* _Rows from a dataset_
+++++
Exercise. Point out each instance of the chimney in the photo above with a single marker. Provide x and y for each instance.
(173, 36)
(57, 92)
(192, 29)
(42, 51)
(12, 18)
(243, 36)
+++++
Change "chimney" to "antenna" in the listing above, leaving everything else unchanged.

* _REPLY_
Exercise. Point out each instance of the antenna in the photo above with a single marker. Provide x and y for each instance.
(173, 36)
(57, 92)
(192, 29)
(42, 51)
(12, 18)
(243, 36)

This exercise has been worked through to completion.